--- Start of Dataset records ---
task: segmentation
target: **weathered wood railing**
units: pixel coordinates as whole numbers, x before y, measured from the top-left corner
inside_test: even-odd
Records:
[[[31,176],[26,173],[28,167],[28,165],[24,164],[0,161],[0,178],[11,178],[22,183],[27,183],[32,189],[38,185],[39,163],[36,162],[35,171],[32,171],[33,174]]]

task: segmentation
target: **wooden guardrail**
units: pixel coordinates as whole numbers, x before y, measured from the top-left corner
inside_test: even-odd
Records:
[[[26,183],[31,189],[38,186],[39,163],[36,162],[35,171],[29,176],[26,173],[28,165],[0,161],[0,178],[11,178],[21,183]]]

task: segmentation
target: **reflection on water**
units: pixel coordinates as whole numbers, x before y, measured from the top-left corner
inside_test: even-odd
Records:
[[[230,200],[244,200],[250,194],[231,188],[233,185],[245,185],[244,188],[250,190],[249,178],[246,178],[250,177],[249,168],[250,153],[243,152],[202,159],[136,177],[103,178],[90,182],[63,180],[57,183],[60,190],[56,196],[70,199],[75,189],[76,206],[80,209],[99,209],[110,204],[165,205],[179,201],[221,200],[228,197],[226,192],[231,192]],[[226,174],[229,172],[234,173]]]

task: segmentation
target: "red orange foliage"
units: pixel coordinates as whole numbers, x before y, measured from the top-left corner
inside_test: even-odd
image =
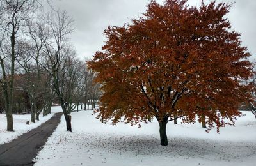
--- End of Dataset records ---
Scale the items above by writing every line out again, with each polygon coordinate multiplied by 1.4 and rounded to a whole number, halves rounding up. Leave the pictures out of your reply.

Task solution:
task: segmentation
target: **weathered wood railing**
units: pixel coordinates as whole numbers, x before y, measured from the top-left corner
inside_test: even-odd
Records:
[[[43,246],[36,242],[39,234],[39,231],[34,230],[0,225],[0,249],[15,249],[31,256],[38,256],[45,265],[53,259],[55,228],[50,227],[49,239],[45,239],[46,244]]]

task: segmentation
target: **wooden guardrail**
units: pixel coordinates as whole numbers, x before y, measured from the top-left corner
inside_test: even-odd
Records:
[[[36,256],[43,265],[53,260],[55,228],[50,227],[49,239],[41,246],[36,242],[39,231],[0,225],[0,249],[15,249],[29,256]]]

task: segmentation
target: **reflection on water**
units: pixel coordinates as whole numbers, x before y, measured from the top-left corner
inside_test: even-odd
Records:
[[[322,280],[342,280],[350,272],[323,263],[326,259],[343,259],[342,263],[350,266],[349,249],[344,249],[350,248],[349,235],[350,214],[340,213],[283,223],[190,248],[144,249],[126,255],[88,252],[80,256],[84,266],[78,274],[98,279],[105,265],[106,288],[112,293],[139,293],[154,286],[231,287],[251,281],[309,280],[319,276],[316,269],[323,269]],[[316,244],[321,241],[328,242]]]

task: segmentation
target: "red orange foliage"
units: pixel coordinates as whole numbers, x before y, measured from the top-left corner
inside_test: even-odd
image =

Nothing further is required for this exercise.